What this exercise asks:
a – Translate this sentence from the text on predicting COVID-19 trends into Spanish: "The critical question is, has the rate of infection peaked or is the worst yet to come?"
b – Using the text on predicting COVID-19 trends, explain in one to three sentences why a diffusion of innovation model was suited to the analysis.

Reading passage:
_____
Technology plays an undeniably critical role during these difficult times. As data scientists, we want to do our part in studying, understanding and defeating this pandemic.
Built on datasets of global confirmed COVID-19 cases (provided by Kaggle) we were able to build a model of the trend that enables us to predict the direction of the pandemic on a country by country basis. Just like the term "viral marketing" is inspired by a pathogen, there are parallels between marketing models and epidemiology. The following analysis was carried out with the use of a diffusion of innovation model, which is used to predict how new products are adopted and spread within a population.
The critical question is, has the rate of infection peaked or is the worst yet to come?
Within the chart, the X-axis shows the progressing date, beginning on the day of an increase of 100 cases. The observed data from the dataset is in blue and shows the number of new positive cases per day. The dotted orange line shows the predictive model’s estimation of the number of new infections per day - an increase in this number indicates an acceleration in the rate of spread.
_____
Entries supplied:

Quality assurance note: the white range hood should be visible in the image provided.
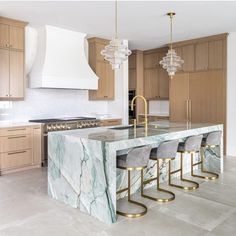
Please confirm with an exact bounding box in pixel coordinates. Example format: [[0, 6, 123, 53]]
[[26, 25, 98, 90]]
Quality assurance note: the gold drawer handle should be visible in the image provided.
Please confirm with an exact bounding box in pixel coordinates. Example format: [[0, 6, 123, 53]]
[[8, 151, 26, 155], [7, 128, 26, 131], [8, 136, 26, 139]]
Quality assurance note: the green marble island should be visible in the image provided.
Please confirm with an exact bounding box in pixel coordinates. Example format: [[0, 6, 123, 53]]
[[48, 121, 223, 223]]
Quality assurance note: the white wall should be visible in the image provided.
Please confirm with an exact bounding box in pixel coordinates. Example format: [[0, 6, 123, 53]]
[[149, 101, 169, 115], [0, 33, 128, 123], [226, 32, 236, 156]]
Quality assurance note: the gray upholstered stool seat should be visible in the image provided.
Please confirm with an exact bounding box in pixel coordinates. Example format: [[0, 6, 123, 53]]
[[169, 135, 203, 190], [117, 146, 151, 218], [202, 131, 222, 147], [150, 140, 179, 160], [141, 140, 179, 202], [191, 131, 222, 180]]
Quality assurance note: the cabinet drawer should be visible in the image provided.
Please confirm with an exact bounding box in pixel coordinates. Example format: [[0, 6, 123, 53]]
[[101, 119, 121, 126], [0, 126, 31, 136], [0, 135, 32, 153], [0, 150, 32, 170]]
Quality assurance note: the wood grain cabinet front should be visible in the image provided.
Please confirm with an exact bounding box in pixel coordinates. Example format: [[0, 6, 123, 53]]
[[88, 38, 115, 100], [0, 125, 42, 174], [0, 17, 27, 100]]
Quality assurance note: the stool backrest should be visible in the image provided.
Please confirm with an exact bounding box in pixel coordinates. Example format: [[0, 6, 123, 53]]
[[126, 145, 152, 168], [184, 135, 203, 152], [156, 140, 179, 158], [206, 131, 222, 145]]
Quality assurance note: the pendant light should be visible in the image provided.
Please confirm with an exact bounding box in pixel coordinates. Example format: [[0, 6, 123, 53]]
[[101, 0, 131, 70], [160, 12, 184, 78]]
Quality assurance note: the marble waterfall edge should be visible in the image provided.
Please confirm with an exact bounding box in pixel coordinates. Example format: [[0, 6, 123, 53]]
[[48, 122, 223, 223]]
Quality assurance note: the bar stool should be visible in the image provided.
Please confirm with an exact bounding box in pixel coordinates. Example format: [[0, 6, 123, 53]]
[[191, 131, 222, 180], [169, 135, 203, 190], [141, 140, 179, 202], [116, 146, 151, 218]]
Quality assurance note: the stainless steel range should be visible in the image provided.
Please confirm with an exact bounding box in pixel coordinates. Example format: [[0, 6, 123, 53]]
[[29, 117, 100, 166]]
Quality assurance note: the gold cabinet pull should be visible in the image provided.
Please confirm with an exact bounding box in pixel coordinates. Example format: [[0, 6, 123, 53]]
[[7, 128, 26, 131], [8, 151, 26, 155], [8, 136, 26, 139], [189, 99, 192, 122], [186, 100, 189, 122]]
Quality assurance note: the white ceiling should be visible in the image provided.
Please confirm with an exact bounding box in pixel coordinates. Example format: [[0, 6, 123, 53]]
[[0, 1, 236, 49]]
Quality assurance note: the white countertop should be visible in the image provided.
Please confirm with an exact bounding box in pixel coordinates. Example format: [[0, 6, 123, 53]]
[[0, 121, 40, 128], [139, 113, 170, 117]]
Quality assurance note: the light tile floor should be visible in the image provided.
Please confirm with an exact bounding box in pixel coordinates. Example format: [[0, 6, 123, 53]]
[[0, 157, 236, 236]]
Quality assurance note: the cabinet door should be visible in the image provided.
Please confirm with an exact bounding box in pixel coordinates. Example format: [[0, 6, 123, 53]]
[[189, 71, 224, 123], [144, 69, 159, 100], [144, 52, 159, 68], [0, 49, 9, 98], [182, 45, 194, 72], [129, 69, 136, 90], [209, 40, 223, 69], [0, 24, 9, 48], [104, 63, 115, 99], [10, 26, 24, 50], [195, 42, 208, 71], [170, 73, 189, 121], [10, 51, 25, 98], [173, 47, 183, 72], [158, 53, 169, 99], [32, 127, 42, 165]]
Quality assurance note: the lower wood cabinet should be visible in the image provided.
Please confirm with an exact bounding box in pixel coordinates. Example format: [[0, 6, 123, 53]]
[[101, 119, 122, 126], [0, 125, 42, 174]]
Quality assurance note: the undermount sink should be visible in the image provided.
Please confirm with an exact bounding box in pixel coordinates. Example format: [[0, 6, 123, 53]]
[[109, 125, 144, 130]]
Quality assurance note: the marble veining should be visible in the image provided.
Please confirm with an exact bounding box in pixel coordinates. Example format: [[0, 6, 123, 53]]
[[48, 122, 223, 223]]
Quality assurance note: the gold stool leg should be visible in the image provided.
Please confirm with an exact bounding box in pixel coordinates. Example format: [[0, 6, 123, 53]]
[[116, 169, 147, 218], [141, 159, 175, 202], [169, 153, 199, 190], [191, 148, 219, 180]]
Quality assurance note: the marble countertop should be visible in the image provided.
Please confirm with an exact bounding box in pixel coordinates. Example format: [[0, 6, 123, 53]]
[[0, 121, 40, 129], [50, 121, 221, 142]]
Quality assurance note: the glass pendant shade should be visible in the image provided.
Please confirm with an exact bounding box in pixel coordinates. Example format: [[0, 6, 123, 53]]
[[101, 0, 131, 70], [101, 38, 131, 70], [160, 49, 184, 78], [159, 12, 184, 78]]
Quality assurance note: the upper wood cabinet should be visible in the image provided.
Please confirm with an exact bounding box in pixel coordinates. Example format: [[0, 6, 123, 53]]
[[0, 17, 27, 100], [209, 40, 223, 69], [144, 68, 159, 100], [195, 42, 209, 71], [0, 23, 9, 48], [88, 38, 115, 100]]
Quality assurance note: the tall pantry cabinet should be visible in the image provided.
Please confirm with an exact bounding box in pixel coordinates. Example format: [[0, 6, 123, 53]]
[[170, 34, 227, 149], [0, 17, 27, 100]]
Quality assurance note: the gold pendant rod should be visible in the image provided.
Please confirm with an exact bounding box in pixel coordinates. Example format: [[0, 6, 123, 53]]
[[115, 0, 118, 38]]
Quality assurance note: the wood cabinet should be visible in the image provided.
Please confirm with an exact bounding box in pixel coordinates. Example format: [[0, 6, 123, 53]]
[[170, 70, 225, 124], [144, 48, 169, 100], [101, 119, 122, 126], [88, 38, 115, 100], [129, 50, 144, 120], [0, 125, 42, 174], [144, 68, 159, 100], [209, 39, 224, 69], [170, 73, 189, 122], [195, 42, 209, 71], [0, 17, 27, 100]]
_____
Answer list:
a – La pregunta crucial es: ¿ha alcanzado su punto máximo la tasa de infección o lo peor está aún por venir?

b – Marketing models and epidemiology have parallels, much as the term "viral marketing" is inspired by a pathogen. A diffusion of innovation model predicts how new products are adopted and spread within a population. That made it usable for modeling the spread of confirmed cases and predicting the pandemic's direction country by country.